SHORT EXERCISE 1 -> In the records, starting with the line that contains "[QA Review Pass] The annotator marked bounding boxes for adidas" and going on through the end of the records, switch "tightly" to "snugly" and give those lines again with nothing else altered.

In March 2023, the Solicitors Regulation Authority conducted a thematic review covering more than 34,500 in-house solicitors working in England and Wales, receiving responses from more than 1,200. The review highlighted the role that in-house solicitors play, not only in the leadership of the varied organisations which employ them, but also in guiding and advising such organisations to ensure that they behave ‘legally, fairly and ethically’.

Clare Hughes-Williams

Clare Hughes-Williams

Phil Murrin

Phil Murrin

The SRA acknowledged that, while the in-house solicitor role provides opportunities to influence positively the strategic direction of an organisation, inevitably it also creates challenges. As a regulated individual, a GC, for example, must still balance their ‘client’s’ best interests with the public interest.

These tensions have been brought into sharp focus by recent high-profile public inquiries which must surely cast doubt on the review’s findings. When considering the safeguarding of in-house solicitors’ ‘independence’, it stated that the lawyers surveyed had indicated that their independence was ‘highly valued’ by their organisations. This led the SRA to conclude that, overall, in-house teams were resilient to the commercial and business pressures that could impact on their freedom and ability to provide objective advice.

STORED DATA ->
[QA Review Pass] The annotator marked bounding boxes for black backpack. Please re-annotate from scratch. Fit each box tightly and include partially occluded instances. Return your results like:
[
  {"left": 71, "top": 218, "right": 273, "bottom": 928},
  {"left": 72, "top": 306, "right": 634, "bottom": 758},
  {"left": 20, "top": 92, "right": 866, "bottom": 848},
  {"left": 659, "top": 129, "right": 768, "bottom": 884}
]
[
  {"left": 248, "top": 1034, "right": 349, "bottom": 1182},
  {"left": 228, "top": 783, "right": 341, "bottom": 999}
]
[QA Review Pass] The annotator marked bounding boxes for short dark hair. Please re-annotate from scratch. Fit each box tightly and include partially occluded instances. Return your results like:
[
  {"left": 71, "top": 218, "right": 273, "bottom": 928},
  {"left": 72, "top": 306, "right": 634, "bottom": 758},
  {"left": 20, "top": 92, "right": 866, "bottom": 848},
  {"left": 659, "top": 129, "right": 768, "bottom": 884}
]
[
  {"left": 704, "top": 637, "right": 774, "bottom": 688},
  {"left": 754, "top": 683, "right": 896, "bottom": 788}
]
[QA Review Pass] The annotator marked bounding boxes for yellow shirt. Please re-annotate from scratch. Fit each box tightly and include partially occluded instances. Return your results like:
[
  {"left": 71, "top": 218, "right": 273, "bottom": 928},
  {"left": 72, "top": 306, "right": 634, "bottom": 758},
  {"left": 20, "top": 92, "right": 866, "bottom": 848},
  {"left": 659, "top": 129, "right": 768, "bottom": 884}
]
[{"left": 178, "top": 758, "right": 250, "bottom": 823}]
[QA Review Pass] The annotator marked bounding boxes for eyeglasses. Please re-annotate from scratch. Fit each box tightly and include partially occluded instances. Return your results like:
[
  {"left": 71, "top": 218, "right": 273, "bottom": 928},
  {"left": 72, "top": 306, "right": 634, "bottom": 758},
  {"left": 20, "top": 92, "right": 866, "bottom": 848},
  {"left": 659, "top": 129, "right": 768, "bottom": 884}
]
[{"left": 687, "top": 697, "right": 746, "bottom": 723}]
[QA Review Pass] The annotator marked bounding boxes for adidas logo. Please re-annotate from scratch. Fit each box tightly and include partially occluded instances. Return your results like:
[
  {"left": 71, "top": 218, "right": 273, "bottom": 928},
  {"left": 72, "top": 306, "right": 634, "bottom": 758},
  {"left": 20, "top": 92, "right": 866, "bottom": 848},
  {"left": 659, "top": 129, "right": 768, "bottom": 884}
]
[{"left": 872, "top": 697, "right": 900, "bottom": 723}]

SHORT EXERCISE 2 -> List every number written in digits in the text about in-house solicitors.

WRITTEN ANSWER 1 ->
[QA Review Pass] The annotator marked bounding boxes for adidas logo. Please re-annotate from scratch. Fit each box snugly and include partially occluded instances. Return your results like:
[
  {"left": 71, "top": 218, "right": 273, "bottom": 928},
  {"left": 72, "top": 306, "right": 634, "bottom": 758},
  {"left": 20, "top": 92, "right": 866, "bottom": 848},
  {"left": 659, "top": 129, "right": 768, "bottom": 884}
]
[{"left": 872, "top": 697, "right": 900, "bottom": 723}]

WRITTEN ANSWER 2 ->
2023
34,500
1,200